* **SUPPLIED MATERIAL**
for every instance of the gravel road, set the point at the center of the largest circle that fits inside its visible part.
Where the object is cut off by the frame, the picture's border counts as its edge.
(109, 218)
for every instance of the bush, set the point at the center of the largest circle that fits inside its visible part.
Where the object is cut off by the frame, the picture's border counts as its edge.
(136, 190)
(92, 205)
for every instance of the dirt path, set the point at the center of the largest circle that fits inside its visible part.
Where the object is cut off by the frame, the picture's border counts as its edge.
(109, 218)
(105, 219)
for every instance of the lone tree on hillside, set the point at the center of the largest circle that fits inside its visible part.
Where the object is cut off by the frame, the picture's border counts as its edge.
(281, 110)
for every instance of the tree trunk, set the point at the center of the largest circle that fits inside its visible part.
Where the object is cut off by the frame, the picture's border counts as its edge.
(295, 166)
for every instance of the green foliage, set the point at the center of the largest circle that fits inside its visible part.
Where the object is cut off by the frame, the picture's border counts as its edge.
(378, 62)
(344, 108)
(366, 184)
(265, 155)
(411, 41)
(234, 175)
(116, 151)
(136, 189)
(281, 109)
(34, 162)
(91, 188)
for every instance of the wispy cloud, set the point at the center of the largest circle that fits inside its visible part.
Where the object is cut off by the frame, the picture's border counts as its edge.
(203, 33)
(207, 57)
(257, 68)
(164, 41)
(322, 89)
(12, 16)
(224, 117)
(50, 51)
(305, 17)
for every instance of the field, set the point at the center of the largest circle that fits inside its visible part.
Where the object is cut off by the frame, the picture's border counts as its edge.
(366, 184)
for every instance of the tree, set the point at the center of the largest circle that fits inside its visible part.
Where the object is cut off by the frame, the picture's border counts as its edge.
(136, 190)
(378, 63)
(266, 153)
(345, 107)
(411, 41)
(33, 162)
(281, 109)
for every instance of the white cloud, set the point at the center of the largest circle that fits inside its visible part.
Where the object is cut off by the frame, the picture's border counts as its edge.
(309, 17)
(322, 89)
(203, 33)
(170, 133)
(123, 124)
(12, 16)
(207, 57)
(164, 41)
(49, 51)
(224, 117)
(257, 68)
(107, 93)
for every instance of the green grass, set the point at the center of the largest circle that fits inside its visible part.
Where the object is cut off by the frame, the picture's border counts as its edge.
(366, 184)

* **REQUIRED WORK**
Each entry needs to be transcribed exactly.

* **SOLUTION FOR THIS PROBLEM**
for every instance of the gravel road, set the point at the center of the largest circle that fits inside its visible part.
Where the object is cut off by the frame, the picture's border counts as its edge.
(109, 218)
for every instance of the bush, set the point at the center of the largest circle that fits inside its visible part.
Where the object is cut off by the frame, the picture's border counts as its edge.
(136, 190)
(92, 205)
for every instance of the dirt path, set the point at the center of the largest circle that fits inside its visible part.
Where the object is cut off by the frame, the picture's border counts as its edge.
(109, 218)
(105, 219)
for every instance of the lone tree on hillside, set the point at the center of the largest circle that fits inside its visible part.
Where the object is cut off by the frame, the picture's border counts as its edge.
(281, 110)
for every instance of the tree trunk, set the point at the center of the largest circle that fits inside its visible part.
Where the object is cut off by the frame, the picture's border counts as its edge.
(295, 166)
for every instance of the green foliage, set the point at the center of the largest circle that fits inside its visible part.
Where the object is cut off by the frame, the picture's border counts as its edge.
(378, 62)
(344, 108)
(366, 184)
(265, 155)
(411, 41)
(234, 175)
(116, 151)
(136, 189)
(281, 109)
(34, 162)
(91, 188)
for every instance of the wispy cloud, set the point at the center of the largest circle that fits inside its visible part.
Where the object is cut off by the frame, the picture's border counts as its edge.
(203, 33)
(207, 57)
(257, 68)
(164, 41)
(322, 89)
(12, 16)
(224, 117)
(50, 51)
(305, 17)
for every instance of the field, set the point at the center of the largest circle that fits inside its visible part.
Where the object is cut off by the frame, the picture's border counts as its edge.
(366, 184)
for every instance of the tree, set the point at the center of the largest circle that fits inside its visible part.
Where the object is cut off by the frame, the picture's border counts as its edge.
(136, 190)
(378, 63)
(266, 153)
(345, 107)
(411, 41)
(33, 162)
(281, 109)
for every instance of the white cloud, set the point at the center of the largest circle that fits inside its visible part.
Where the object is cut off by the frame, the picture's border counts as its edge.
(309, 17)
(322, 89)
(203, 33)
(170, 133)
(123, 124)
(12, 16)
(207, 57)
(164, 41)
(49, 51)
(224, 117)
(257, 68)
(107, 93)
for every instance of the green grass, set the point at the center of the largest circle that fits inside its visible part.
Where the object is cut off by the frame, the picture's border counts as its edge.
(366, 184)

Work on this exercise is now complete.